● **Problem**
Reproduce the listing exactly, with no pictures in your copy.

● **Entries supplied**
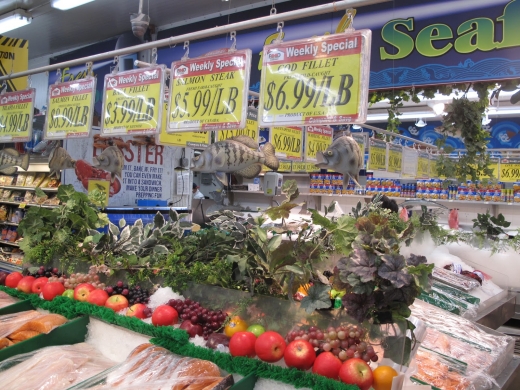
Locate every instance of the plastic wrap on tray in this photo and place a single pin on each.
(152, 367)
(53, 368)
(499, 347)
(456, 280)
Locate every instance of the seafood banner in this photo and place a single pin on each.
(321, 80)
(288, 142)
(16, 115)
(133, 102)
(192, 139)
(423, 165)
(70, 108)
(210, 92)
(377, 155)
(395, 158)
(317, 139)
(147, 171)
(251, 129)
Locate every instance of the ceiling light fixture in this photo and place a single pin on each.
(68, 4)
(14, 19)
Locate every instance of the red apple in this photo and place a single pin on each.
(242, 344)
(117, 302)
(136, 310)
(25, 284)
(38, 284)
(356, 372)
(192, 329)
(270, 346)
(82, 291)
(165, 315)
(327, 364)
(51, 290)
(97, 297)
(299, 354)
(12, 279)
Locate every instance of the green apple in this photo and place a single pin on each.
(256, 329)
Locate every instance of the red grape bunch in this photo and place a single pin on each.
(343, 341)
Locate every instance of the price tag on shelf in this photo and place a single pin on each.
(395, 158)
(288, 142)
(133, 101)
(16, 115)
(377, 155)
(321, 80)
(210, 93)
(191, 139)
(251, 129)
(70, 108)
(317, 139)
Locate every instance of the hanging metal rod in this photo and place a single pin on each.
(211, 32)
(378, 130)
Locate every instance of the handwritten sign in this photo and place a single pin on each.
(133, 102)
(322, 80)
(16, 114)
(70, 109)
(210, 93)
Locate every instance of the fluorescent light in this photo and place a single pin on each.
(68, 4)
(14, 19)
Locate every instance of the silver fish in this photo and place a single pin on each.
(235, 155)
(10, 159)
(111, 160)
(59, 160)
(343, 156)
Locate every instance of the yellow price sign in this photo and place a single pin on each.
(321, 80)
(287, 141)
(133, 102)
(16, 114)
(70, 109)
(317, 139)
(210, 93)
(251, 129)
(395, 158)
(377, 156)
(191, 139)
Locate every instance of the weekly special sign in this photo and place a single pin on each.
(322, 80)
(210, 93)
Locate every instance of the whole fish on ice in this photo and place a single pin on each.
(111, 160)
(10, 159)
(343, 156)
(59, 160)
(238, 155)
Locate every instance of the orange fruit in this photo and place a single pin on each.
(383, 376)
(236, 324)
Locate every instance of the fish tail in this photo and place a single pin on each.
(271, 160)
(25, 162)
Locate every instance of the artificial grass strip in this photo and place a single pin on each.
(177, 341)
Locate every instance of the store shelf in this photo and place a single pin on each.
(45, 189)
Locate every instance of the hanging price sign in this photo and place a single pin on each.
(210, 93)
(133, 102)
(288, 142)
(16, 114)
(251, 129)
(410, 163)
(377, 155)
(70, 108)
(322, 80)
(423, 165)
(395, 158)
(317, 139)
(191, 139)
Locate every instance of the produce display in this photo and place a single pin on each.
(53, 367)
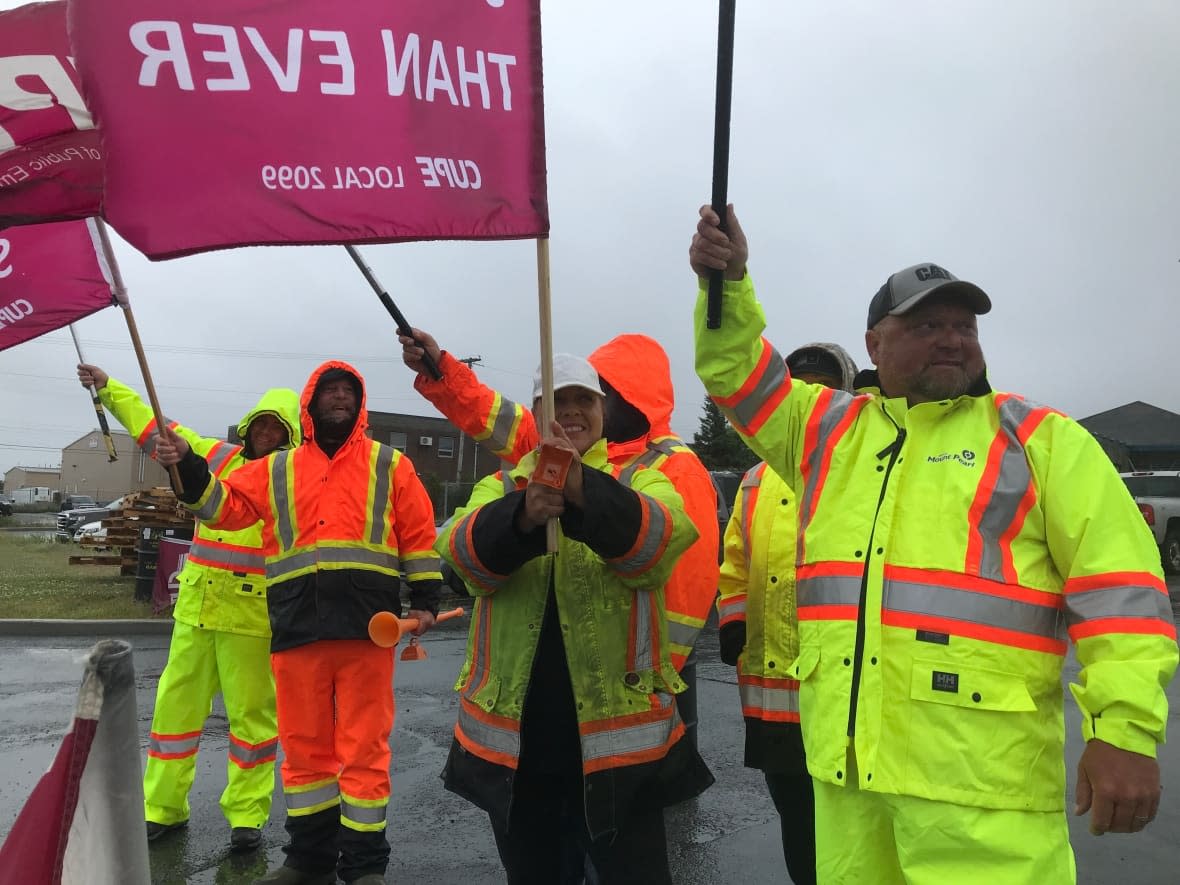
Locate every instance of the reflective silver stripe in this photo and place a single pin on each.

● **Exercise answer**
Locate every instance of the plastic wrap on tray in this photo and place a single pin on each.
(152, 367)
(53, 368)
(499, 347)
(456, 280)
Locate every instance of the seafood banner in this photo and place a single pin on each.
(321, 80)
(288, 142)
(16, 115)
(133, 102)
(192, 139)
(423, 165)
(70, 108)
(210, 92)
(377, 155)
(395, 158)
(317, 139)
(147, 171)
(251, 129)
Locate every instance of the ceiling light fixture in this photo and place a single pin on each.
(68, 4)
(14, 19)
Locate every instance of the red apple in this photo and place a single pin on each.
(242, 344)
(117, 302)
(136, 310)
(25, 284)
(38, 284)
(356, 372)
(192, 329)
(270, 346)
(82, 291)
(165, 315)
(327, 364)
(51, 290)
(97, 297)
(299, 354)
(12, 279)
Locate every instance of the green apple in this photo and place a single pin on each.
(256, 329)
Locate every instance of the red grape bunch in this photo and place a single pin on each.
(343, 341)
Locate every instance of the price tag on shelf in this photo and place a single pin on each.
(395, 158)
(288, 142)
(133, 101)
(16, 115)
(377, 155)
(321, 80)
(210, 93)
(191, 139)
(251, 129)
(70, 108)
(317, 139)
Locate every instance of the hanging metal rod in this photo and place a single pin on each.
(211, 32)
(378, 130)
Locate every instance of the handwritten sign in this photo and place a single pin on each.
(133, 102)
(322, 80)
(16, 114)
(70, 109)
(210, 93)
Locate every instance of the fluorescent light in this photo and place a single pin on each.
(68, 4)
(14, 19)
Locate every instance of the silver fish in this photo and place a single pin on each.
(235, 155)
(10, 159)
(111, 160)
(59, 160)
(343, 156)
Locate every instance of the yellow price sign in this photo and place a single pin on each.
(321, 80)
(287, 141)
(133, 102)
(16, 114)
(70, 109)
(317, 139)
(210, 93)
(251, 129)
(395, 158)
(377, 156)
(191, 139)
Locate every instance of the weekly special sign in this photo and place a single pin on each.
(322, 80)
(210, 93)
Locate every instance of the whole fish on ice in this photo and place a single pin on each.
(111, 160)
(10, 159)
(343, 156)
(59, 160)
(238, 155)
Locate every instance of the orange fruit in this photo and place a single pin on each.
(383, 376)
(236, 324)
Locate every instance of the fish tail in this photo and place a single pin on each.
(271, 160)
(25, 162)
Locate every instance of the artificial grass strip in this photo and place a single pin on each.
(177, 341)
Locate every instance of the store shelf in this photo and place a single pin on each.
(45, 189)
Locate every instance of the hanging price sign in this photo and place a single pin on each.
(210, 93)
(133, 102)
(288, 142)
(16, 114)
(251, 129)
(410, 163)
(377, 155)
(70, 108)
(322, 80)
(423, 165)
(395, 158)
(317, 139)
(191, 139)
Locate every instance of the produce display in this photo and place a single pin on each.
(53, 367)
Locate every instance of the reflective silver stripe in this photo and place a single pin on each.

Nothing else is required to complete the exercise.